▶ Request: Look below for the line with "Where can the gol", and from there restate every line word for word until the entries end.

▶ Stored data:
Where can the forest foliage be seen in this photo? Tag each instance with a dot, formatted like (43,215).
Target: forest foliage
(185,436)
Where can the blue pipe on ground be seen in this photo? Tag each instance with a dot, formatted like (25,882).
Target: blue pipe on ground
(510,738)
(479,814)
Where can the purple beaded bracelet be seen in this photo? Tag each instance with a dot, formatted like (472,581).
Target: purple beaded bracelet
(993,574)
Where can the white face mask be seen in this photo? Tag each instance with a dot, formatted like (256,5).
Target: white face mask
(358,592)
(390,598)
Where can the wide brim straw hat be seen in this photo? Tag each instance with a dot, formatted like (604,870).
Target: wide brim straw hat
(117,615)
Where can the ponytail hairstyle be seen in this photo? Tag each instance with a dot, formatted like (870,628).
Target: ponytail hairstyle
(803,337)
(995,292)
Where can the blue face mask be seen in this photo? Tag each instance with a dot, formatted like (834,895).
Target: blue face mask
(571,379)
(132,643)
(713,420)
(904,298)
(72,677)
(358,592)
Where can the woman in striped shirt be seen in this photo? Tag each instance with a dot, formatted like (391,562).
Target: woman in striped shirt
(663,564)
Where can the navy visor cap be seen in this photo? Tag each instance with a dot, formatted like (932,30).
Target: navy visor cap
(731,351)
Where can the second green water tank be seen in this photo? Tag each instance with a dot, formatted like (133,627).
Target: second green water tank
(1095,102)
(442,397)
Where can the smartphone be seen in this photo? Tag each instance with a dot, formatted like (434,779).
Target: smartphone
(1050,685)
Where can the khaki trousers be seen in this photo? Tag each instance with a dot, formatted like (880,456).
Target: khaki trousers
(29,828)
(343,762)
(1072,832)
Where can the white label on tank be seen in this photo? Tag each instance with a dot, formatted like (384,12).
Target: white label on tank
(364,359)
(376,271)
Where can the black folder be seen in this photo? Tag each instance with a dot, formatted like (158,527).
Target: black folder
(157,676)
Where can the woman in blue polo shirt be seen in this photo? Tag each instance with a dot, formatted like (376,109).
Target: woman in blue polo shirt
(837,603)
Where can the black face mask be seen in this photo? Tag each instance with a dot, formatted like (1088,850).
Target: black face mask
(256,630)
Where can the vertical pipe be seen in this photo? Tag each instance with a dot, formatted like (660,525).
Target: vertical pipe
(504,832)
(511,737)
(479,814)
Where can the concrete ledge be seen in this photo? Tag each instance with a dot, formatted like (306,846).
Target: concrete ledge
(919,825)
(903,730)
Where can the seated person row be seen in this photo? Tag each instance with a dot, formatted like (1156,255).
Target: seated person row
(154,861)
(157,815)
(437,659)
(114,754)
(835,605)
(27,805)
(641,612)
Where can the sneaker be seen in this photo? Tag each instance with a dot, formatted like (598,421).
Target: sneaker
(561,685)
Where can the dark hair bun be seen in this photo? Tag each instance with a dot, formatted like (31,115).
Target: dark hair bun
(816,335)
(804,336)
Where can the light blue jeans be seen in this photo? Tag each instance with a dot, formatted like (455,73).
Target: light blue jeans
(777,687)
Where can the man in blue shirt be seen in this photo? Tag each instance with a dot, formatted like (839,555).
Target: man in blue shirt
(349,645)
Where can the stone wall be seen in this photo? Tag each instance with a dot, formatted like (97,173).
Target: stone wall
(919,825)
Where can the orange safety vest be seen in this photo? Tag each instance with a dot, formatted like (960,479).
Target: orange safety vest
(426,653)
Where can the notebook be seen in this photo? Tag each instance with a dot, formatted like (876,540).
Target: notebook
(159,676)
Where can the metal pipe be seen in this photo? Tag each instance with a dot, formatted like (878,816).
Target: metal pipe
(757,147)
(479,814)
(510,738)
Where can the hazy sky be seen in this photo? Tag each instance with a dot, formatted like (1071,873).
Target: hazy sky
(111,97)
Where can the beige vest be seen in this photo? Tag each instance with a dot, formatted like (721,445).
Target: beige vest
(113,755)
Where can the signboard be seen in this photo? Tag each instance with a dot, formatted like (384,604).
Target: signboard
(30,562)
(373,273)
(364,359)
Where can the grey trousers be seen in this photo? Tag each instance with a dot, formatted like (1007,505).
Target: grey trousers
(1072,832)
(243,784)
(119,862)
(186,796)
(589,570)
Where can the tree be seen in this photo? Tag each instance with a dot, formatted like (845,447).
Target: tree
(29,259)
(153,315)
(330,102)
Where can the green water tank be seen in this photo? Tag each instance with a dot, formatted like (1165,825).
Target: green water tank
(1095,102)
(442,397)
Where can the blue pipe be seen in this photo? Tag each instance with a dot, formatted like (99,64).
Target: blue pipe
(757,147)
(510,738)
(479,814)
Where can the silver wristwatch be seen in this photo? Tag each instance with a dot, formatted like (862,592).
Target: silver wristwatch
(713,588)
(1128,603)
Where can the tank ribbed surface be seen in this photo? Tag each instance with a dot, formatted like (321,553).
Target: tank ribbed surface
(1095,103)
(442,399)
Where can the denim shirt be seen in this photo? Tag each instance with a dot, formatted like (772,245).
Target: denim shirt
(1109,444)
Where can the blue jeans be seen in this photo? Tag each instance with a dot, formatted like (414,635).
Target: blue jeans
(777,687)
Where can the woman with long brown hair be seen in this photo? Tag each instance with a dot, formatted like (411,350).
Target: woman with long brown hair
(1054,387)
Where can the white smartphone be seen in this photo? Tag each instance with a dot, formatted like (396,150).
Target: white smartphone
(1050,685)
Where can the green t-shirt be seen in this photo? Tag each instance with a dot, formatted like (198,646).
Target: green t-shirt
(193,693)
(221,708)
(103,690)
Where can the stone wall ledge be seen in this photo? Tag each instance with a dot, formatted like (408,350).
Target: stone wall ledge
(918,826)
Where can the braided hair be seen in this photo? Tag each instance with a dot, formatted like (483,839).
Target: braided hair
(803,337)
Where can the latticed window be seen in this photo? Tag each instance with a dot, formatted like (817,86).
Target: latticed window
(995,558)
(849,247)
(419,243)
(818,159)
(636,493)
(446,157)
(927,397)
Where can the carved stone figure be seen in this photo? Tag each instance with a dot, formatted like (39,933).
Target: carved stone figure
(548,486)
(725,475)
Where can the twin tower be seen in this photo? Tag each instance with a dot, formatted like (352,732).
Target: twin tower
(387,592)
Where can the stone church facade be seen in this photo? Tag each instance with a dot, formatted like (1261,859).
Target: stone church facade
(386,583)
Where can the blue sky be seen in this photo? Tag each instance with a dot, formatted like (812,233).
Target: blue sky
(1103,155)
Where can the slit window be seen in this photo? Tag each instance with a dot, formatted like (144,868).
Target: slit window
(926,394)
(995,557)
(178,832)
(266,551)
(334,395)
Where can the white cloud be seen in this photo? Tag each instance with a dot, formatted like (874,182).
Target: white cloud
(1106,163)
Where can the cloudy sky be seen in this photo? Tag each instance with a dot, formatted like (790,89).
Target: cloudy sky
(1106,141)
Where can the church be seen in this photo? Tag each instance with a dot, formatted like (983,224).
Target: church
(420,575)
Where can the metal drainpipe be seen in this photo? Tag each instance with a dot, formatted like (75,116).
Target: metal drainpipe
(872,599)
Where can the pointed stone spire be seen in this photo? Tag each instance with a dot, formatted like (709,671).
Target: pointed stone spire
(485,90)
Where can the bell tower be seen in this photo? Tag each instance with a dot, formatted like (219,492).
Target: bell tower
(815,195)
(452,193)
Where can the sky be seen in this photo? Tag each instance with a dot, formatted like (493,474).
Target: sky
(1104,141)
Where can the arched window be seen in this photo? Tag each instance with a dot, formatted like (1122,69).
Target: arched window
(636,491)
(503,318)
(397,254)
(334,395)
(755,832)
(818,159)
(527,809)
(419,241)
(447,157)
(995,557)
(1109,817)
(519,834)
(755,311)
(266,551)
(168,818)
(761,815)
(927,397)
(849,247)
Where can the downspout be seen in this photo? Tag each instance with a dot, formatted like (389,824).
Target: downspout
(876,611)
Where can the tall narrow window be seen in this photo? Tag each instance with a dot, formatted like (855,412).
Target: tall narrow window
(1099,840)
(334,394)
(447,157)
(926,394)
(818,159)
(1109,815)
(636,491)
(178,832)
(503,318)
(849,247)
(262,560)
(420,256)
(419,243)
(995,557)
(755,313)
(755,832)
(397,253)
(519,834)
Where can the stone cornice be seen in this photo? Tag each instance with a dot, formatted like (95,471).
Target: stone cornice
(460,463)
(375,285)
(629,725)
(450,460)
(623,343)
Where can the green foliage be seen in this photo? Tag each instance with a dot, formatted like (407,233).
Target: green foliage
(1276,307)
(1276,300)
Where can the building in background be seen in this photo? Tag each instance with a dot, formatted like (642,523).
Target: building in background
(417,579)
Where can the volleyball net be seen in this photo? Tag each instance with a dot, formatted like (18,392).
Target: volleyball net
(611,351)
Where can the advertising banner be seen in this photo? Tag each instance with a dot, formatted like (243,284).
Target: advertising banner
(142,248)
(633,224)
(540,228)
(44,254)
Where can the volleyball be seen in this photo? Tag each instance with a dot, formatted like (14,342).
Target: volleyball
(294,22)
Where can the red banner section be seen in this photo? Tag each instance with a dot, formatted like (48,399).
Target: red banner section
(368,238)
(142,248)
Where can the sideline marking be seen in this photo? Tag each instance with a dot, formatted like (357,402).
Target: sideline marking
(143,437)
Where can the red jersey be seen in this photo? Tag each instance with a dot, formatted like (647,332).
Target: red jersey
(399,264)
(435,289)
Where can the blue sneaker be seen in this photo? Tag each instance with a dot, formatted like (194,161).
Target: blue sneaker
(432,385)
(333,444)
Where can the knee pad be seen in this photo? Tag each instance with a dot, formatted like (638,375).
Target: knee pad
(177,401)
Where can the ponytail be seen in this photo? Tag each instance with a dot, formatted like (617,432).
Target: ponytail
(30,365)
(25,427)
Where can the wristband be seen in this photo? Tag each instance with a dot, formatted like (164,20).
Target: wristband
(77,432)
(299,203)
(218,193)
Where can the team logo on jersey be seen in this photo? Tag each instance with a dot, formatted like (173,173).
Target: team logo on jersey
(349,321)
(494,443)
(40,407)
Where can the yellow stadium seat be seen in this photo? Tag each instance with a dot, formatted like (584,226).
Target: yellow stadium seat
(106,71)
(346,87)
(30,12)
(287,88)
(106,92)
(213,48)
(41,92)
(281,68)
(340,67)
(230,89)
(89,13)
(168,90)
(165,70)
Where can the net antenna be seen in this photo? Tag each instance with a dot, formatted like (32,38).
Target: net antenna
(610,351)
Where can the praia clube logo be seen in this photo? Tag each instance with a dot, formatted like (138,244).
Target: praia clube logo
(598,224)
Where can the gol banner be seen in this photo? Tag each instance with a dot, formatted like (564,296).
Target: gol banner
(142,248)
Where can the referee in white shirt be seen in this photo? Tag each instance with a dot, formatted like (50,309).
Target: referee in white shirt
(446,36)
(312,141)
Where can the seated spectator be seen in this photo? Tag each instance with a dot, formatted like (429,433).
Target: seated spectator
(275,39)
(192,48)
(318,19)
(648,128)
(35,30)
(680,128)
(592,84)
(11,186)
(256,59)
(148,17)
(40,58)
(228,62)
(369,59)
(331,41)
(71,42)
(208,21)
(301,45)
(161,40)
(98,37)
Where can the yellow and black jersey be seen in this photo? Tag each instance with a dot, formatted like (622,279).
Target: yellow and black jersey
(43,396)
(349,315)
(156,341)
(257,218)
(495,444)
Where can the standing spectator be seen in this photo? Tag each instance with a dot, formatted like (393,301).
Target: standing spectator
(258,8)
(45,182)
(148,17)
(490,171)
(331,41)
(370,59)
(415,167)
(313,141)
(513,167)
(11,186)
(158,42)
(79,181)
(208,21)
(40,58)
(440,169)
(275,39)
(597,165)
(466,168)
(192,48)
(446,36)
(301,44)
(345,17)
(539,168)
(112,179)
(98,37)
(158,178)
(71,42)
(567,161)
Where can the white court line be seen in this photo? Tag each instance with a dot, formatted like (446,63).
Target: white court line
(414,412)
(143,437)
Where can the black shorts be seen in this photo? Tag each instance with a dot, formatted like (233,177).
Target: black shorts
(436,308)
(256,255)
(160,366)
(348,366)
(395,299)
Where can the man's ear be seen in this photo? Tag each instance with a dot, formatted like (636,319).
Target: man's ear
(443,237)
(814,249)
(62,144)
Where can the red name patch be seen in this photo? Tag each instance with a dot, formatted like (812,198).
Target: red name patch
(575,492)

▶ Task solution:
Where can the gol banner be seen in this photo? Tag each instance with a dot, formatted like (564,296).
Target: gol banner
(142,248)
Where can the referee in white shirt be seen in this photo? Tag each instance with a dot, formatted like (50,309).
Target: referee in white shirt
(446,36)
(312,141)
Where can the seated spectator be seen in this photo? Tag each instance with a dot, formatted like (429,433).
Target: seated spectator
(275,39)
(192,48)
(318,19)
(648,128)
(35,30)
(680,128)
(592,84)
(11,186)
(256,59)
(148,17)
(40,58)
(228,62)
(369,59)
(331,41)
(71,42)
(208,21)
(301,45)
(161,40)
(98,37)
Where can the yellow and black jersey be seen in this photo? Tag each instance with a dot, formatted like (622,279).
Target: yellow and black jersey
(43,396)
(349,315)
(156,341)
(257,218)
(495,444)
Where can the standing spectator be seen in this photo? Tag each instance with a dot, formatted like (393,301).
Target: standing spectator
(258,8)
(45,182)
(148,17)
(490,171)
(331,41)
(370,59)
(415,167)
(313,141)
(513,167)
(11,186)
(158,42)
(79,181)
(208,21)
(40,58)
(440,169)
(275,39)
(597,165)
(466,168)
(192,48)
(446,36)
(301,44)
(345,17)
(539,168)
(112,179)
(98,37)
(158,178)
(71,42)
(567,161)
Where can the white court line be seen in this photo? Tag each instance with a dot, formatted like (446,63).
Target: white court line
(414,412)
(143,437)
Where can the black shorts be seen in this photo? Tag each instance with a dot, formatted like (233,177).
Target: black shorts
(436,308)
(256,255)
(160,366)
(348,366)
(395,299)
Where can the man's ear be seen in this photo? Tag each instance with a dot, formatted like (636,319).
Target: man's ear
(443,237)
(814,249)
(62,144)
Where can the red name patch be seen in this photo? Tag each instance with a dot, formatted like (812,198).
Target: red name patch
(575,492)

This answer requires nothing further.